Since only part of the records is wanted, repeat exactly the lines from the one containing "point: tambourine -- spot" through the last line, both included.
Start of SUPPLIED MATERIAL
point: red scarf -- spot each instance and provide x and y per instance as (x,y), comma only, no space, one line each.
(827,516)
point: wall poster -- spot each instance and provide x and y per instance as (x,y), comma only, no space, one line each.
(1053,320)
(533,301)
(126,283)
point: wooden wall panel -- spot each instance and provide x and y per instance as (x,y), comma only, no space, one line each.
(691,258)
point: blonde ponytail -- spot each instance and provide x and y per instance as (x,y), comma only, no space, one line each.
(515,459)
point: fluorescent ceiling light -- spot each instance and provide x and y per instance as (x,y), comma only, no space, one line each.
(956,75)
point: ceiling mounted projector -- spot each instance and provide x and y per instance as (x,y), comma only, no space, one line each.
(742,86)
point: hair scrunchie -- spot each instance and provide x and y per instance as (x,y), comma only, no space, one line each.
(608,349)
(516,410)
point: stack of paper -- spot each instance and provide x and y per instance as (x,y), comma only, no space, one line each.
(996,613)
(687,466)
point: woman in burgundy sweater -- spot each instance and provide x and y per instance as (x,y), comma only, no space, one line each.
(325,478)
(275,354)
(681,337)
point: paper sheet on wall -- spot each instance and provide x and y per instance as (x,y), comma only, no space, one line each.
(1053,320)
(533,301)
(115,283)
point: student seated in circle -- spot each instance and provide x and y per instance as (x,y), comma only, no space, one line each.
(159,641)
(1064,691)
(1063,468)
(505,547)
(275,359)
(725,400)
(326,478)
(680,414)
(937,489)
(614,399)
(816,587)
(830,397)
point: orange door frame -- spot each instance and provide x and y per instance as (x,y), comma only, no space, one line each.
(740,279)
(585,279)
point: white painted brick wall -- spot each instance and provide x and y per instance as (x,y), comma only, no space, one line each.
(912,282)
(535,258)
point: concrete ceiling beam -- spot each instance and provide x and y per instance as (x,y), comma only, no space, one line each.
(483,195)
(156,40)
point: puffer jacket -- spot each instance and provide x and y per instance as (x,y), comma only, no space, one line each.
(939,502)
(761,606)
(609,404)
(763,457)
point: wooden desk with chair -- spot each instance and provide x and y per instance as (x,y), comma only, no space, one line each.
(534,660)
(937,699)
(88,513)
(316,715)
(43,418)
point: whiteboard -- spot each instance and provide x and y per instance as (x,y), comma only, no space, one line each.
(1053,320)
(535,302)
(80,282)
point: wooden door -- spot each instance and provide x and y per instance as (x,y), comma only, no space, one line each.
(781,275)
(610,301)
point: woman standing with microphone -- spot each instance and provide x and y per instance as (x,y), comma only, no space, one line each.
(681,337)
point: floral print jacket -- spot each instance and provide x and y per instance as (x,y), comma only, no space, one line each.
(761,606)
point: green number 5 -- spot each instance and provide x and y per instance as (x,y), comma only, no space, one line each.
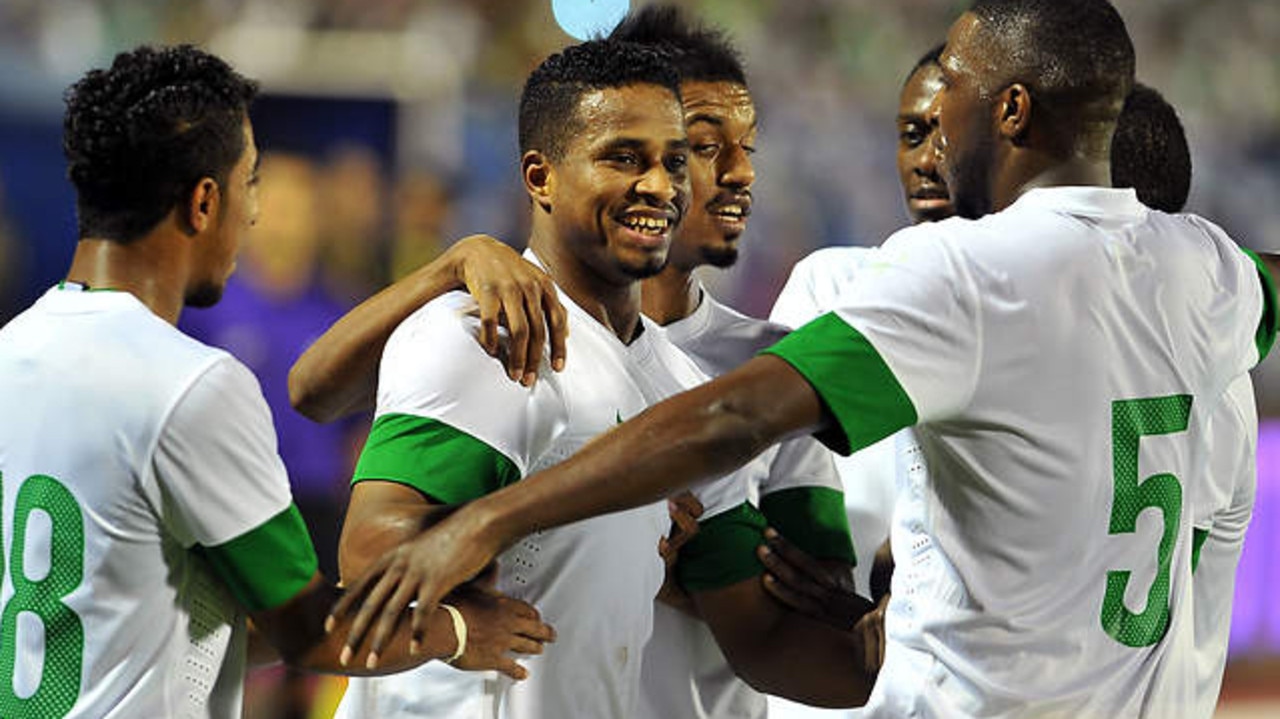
(1130,421)
(64,633)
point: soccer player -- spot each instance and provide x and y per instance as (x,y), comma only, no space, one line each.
(145,507)
(1040,351)
(604,164)
(1150,154)
(818,280)
(685,672)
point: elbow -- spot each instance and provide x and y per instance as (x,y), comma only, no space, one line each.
(305,399)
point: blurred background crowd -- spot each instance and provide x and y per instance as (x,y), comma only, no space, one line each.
(388,131)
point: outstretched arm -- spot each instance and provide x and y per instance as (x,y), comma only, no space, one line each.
(704,433)
(785,653)
(338,374)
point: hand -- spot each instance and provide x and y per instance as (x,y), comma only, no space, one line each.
(871,628)
(685,509)
(516,294)
(882,571)
(421,569)
(497,626)
(824,592)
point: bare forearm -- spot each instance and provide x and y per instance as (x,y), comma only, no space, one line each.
(338,374)
(808,662)
(705,433)
(784,653)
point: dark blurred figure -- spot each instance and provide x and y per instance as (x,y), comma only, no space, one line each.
(352,237)
(421,216)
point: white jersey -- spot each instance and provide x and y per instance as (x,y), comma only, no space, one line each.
(814,288)
(685,673)
(1221,518)
(1060,360)
(140,479)
(594,580)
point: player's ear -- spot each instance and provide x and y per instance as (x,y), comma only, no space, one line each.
(1015,111)
(201,206)
(539,178)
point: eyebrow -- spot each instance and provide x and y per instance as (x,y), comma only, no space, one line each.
(714,120)
(634,143)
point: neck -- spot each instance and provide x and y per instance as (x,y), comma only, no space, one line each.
(613,303)
(670,296)
(1055,158)
(142,268)
(1025,177)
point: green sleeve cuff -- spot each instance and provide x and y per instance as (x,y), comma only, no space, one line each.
(814,520)
(722,553)
(1270,321)
(444,463)
(853,380)
(1198,537)
(266,566)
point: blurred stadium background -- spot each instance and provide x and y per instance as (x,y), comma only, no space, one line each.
(388,129)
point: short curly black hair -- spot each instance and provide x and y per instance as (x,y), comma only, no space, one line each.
(1150,151)
(1075,54)
(698,51)
(548,105)
(141,134)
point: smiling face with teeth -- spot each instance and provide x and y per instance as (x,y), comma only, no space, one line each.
(721,122)
(621,187)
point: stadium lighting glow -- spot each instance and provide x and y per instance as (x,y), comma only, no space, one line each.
(589,18)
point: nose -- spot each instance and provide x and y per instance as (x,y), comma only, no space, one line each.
(658,184)
(926,156)
(736,169)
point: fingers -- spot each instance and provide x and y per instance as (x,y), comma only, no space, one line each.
(786,573)
(557,323)
(391,616)
(369,608)
(791,598)
(536,339)
(688,503)
(796,559)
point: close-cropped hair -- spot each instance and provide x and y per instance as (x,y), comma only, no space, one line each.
(1072,50)
(549,102)
(926,60)
(141,134)
(1150,151)
(698,51)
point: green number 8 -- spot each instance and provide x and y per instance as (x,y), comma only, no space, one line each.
(64,633)
(1130,420)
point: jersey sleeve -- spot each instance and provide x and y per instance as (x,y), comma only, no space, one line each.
(449,422)
(224,488)
(722,553)
(804,500)
(798,302)
(904,346)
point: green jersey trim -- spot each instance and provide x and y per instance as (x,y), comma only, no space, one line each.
(1198,537)
(269,564)
(830,353)
(813,518)
(442,462)
(722,553)
(1270,323)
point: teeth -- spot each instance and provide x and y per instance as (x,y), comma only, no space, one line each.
(648,225)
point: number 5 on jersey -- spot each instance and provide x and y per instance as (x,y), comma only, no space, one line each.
(1130,421)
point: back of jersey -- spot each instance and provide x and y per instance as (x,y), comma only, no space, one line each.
(101,608)
(1061,357)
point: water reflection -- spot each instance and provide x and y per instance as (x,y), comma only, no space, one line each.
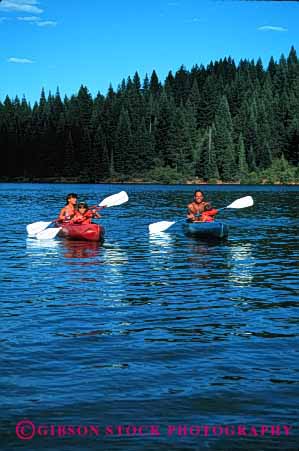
(39,248)
(242,264)
(80,249)
(160,242)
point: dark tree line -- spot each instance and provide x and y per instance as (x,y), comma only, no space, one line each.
(216,122)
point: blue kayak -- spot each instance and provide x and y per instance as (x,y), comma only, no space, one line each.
(213,229)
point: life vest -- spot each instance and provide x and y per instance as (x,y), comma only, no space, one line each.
(80,218)
(208,216)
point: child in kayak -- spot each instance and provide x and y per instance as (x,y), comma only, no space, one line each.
(69,210)
(208,215)
(83,215)
(197,207)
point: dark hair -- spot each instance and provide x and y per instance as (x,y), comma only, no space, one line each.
(70,196)
(82,204)
(198,191)
(207,207)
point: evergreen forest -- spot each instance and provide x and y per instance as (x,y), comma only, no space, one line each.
(224,122)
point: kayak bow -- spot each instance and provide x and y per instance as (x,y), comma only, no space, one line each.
(213,229)
(82,232)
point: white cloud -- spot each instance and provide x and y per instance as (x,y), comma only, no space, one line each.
(27,6)
(19,60)
(271,28)
(46,23)
(29,18)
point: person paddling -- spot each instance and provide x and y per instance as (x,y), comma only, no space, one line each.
(197,207)
(84,215)
(208,215)
(69,210)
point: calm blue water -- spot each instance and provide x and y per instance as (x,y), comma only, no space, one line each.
(161,330)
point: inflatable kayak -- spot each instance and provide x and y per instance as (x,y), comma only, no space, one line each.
(213,229)
(82,232)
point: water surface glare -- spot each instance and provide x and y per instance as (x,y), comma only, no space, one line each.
(151,330)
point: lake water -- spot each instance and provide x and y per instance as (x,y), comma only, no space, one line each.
(147,330)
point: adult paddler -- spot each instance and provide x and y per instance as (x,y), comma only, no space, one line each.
(68,211)
(196,207)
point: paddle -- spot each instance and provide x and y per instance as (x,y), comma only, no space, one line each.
(161,226)
(37,227)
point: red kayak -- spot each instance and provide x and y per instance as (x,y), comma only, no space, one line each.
(82,232)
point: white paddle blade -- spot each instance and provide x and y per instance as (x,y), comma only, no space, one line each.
(114,200)
(36,227)
(160,226)
(243,202)
(48,234)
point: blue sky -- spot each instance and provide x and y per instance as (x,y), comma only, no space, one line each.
(66,43)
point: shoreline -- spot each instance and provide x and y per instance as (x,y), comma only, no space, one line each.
(133,181)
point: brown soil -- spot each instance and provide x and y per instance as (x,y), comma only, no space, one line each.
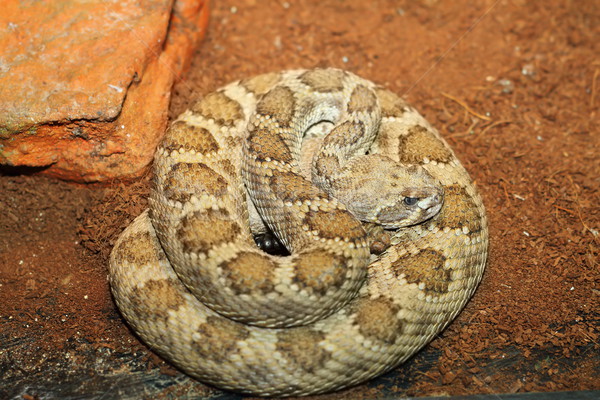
(513,85)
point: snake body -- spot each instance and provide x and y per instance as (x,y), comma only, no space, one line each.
(189,279)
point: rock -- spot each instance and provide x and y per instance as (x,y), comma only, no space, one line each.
(85,86)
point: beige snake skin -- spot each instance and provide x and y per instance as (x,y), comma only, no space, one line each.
(189,279)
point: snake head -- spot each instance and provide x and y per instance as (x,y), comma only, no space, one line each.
(417,197)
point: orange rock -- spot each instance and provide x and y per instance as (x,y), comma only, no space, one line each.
(85,86)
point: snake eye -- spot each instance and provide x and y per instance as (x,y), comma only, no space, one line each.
(411,201)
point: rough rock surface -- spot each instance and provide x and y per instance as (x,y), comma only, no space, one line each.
(85,85)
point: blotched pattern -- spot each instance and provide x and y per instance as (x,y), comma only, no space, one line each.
(235,317)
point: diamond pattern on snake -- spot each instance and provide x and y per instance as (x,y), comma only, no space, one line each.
(318,159)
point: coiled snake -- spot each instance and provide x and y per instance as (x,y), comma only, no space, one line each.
(189,279)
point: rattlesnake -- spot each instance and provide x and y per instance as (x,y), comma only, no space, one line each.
(240,141)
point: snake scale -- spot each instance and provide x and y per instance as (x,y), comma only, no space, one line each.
(189,279)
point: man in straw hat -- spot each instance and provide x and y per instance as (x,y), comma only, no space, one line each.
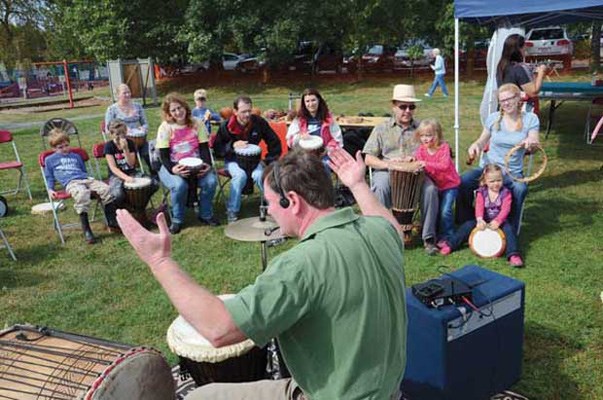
(391,143)
(335,301)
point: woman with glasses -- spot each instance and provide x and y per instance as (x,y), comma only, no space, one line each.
(503,130)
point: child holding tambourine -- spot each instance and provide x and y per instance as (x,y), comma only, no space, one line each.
(492,207)
(434,156)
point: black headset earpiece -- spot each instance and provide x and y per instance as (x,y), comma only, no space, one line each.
(283,201)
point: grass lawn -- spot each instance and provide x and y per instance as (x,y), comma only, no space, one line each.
(105,291)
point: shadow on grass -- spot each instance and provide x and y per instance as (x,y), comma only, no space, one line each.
(545,352)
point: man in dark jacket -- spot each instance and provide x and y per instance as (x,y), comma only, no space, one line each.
(233,141)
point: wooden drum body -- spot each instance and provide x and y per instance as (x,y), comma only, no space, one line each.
(138,136)
(47,364)
(248,158)
(240,362)
(405,194)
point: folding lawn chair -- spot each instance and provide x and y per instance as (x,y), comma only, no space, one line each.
(16,164)
(62,195)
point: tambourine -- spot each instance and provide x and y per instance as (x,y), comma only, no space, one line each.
(536,174)
(487,243)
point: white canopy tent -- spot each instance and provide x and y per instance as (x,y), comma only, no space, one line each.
(513,13)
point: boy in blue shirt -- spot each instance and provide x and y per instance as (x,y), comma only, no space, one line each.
(69,170)
(202,112)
End of SUPPLIED MATERIAL
*TASK SOLUTION*
point: tambourine -- spot each instance and provide x and y per instance as (x,y), comma only, no space, one line each.
(536,174)
(487,243)
point: white canopy tent -- spot each instance and provide x and y per instance as (x,y), comma only, no space, one line each.
(513,13)
point: boy in blue shirt -- spot each instance and provide x and y per instance as (x,y), comma only, no space, one line each.
(69,170)
(202,112)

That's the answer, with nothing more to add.